### [What the exercise asks]
Show each line of the listing below that contains the string "parchment". Letter case matters.

Point labels for objects:
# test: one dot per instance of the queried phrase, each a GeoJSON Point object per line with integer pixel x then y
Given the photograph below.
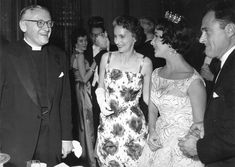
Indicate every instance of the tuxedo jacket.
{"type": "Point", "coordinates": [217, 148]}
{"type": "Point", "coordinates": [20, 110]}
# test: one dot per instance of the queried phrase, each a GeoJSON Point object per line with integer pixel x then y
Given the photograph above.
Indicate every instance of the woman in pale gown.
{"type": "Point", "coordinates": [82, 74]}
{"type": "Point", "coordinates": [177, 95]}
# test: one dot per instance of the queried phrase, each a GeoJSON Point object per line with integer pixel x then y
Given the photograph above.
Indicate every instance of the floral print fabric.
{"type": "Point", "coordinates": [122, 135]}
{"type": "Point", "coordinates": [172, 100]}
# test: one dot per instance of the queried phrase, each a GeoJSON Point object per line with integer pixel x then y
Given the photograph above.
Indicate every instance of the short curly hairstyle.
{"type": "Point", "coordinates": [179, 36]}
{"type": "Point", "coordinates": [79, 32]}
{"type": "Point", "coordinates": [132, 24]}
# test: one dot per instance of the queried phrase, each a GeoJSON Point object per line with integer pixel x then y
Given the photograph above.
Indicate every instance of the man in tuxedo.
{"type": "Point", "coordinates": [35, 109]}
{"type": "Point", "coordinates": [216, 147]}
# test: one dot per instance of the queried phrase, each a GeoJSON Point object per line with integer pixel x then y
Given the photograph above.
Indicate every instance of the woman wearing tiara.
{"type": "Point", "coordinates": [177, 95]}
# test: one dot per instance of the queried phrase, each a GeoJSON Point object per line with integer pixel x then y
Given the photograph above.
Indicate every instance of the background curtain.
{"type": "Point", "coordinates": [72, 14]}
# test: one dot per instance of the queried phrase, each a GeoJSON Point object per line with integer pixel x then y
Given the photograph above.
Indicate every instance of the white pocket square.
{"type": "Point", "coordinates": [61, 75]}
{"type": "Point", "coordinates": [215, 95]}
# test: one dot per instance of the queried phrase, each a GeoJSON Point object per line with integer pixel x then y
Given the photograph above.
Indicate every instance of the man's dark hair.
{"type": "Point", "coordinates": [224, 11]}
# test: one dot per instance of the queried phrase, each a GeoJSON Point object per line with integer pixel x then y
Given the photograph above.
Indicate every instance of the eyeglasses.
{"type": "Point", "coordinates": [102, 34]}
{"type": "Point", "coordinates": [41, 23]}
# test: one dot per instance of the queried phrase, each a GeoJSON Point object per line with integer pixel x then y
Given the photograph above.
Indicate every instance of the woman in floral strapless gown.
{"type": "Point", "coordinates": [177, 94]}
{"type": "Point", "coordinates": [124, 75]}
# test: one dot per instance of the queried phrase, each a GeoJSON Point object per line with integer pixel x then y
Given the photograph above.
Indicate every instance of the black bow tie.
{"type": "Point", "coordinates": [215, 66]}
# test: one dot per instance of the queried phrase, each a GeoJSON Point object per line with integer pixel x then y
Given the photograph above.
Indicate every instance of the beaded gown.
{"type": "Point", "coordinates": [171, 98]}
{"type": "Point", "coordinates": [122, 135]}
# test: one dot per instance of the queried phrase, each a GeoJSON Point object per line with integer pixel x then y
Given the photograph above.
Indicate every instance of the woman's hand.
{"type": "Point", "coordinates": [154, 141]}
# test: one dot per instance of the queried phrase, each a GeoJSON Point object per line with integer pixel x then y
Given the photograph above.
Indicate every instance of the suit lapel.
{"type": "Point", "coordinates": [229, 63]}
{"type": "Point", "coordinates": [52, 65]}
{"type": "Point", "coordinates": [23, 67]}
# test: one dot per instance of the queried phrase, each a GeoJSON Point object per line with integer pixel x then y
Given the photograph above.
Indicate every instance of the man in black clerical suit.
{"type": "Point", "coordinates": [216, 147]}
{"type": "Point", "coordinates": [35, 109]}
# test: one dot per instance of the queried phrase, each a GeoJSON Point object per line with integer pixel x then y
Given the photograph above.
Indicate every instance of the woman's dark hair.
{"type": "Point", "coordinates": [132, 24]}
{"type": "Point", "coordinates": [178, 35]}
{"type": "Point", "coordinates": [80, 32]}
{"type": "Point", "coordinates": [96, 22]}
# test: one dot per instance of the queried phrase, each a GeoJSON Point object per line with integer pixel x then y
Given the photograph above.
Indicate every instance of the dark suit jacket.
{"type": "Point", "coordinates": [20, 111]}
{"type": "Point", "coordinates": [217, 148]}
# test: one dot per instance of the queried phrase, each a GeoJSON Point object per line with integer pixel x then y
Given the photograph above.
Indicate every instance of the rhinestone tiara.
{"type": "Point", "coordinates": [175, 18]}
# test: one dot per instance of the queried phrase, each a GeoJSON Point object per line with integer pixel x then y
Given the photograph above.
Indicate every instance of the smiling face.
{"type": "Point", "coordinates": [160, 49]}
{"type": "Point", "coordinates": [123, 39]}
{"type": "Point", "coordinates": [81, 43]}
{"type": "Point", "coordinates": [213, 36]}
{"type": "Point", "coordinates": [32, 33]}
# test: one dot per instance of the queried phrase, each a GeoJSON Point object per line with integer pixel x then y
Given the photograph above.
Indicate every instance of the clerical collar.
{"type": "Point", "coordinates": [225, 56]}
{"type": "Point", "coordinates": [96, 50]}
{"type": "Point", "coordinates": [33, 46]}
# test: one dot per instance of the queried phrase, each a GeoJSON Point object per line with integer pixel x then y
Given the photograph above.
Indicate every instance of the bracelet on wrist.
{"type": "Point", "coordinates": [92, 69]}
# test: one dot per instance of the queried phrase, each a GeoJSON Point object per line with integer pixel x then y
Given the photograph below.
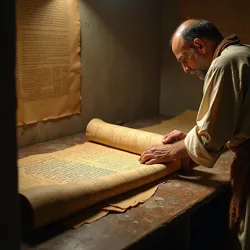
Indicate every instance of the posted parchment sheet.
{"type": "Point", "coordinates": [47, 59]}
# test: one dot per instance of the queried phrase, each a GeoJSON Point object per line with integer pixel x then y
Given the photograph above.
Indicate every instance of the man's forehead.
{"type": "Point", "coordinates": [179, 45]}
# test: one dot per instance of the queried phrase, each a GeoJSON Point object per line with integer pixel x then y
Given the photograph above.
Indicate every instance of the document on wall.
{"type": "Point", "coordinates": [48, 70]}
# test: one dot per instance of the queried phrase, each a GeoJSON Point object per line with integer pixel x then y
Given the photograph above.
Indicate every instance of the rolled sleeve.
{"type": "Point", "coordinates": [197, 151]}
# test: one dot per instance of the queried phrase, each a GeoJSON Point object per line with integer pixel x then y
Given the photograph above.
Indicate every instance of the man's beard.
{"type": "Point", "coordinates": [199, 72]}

...

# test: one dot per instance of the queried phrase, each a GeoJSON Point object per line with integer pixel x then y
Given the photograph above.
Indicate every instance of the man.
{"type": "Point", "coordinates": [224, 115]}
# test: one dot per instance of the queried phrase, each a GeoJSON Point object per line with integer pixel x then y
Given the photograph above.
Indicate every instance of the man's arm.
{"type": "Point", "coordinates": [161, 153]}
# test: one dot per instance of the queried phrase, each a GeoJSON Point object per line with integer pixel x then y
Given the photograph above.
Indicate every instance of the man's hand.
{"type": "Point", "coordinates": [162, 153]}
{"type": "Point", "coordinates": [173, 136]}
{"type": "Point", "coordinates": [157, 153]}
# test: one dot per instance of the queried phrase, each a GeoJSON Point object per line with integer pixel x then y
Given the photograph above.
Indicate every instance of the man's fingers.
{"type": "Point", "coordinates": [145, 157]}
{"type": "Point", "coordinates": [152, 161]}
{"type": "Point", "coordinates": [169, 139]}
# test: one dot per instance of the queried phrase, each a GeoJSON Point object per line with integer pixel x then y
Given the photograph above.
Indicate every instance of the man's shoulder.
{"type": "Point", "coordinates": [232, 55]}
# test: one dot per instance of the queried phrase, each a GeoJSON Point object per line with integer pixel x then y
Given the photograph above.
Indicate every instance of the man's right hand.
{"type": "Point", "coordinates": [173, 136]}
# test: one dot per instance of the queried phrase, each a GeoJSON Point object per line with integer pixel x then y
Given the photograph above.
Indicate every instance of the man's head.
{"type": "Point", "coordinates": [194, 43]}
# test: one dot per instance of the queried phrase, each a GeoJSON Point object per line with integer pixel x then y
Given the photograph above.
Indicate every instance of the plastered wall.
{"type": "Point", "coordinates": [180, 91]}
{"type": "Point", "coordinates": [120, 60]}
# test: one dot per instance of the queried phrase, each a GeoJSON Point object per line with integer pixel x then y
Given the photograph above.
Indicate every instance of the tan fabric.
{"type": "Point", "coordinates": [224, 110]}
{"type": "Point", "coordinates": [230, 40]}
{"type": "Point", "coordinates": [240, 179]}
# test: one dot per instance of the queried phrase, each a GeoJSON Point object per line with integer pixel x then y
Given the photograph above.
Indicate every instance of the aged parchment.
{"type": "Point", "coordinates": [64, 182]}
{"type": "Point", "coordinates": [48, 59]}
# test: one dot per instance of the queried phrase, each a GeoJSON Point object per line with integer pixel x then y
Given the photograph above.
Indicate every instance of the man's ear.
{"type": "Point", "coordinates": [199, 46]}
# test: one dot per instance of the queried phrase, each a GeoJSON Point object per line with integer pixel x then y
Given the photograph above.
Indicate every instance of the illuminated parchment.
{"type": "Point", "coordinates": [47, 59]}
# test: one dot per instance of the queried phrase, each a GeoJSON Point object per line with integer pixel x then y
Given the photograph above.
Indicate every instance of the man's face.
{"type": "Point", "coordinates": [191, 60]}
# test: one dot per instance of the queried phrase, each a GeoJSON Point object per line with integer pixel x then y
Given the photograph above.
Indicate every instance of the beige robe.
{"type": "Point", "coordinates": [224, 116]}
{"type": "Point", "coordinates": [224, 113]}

### [Exercise solution]
Indicate every instance of the posted parchment sheet.
Indicate every instance of the aged parchment.
Indicate every instance of the illuminated parchment.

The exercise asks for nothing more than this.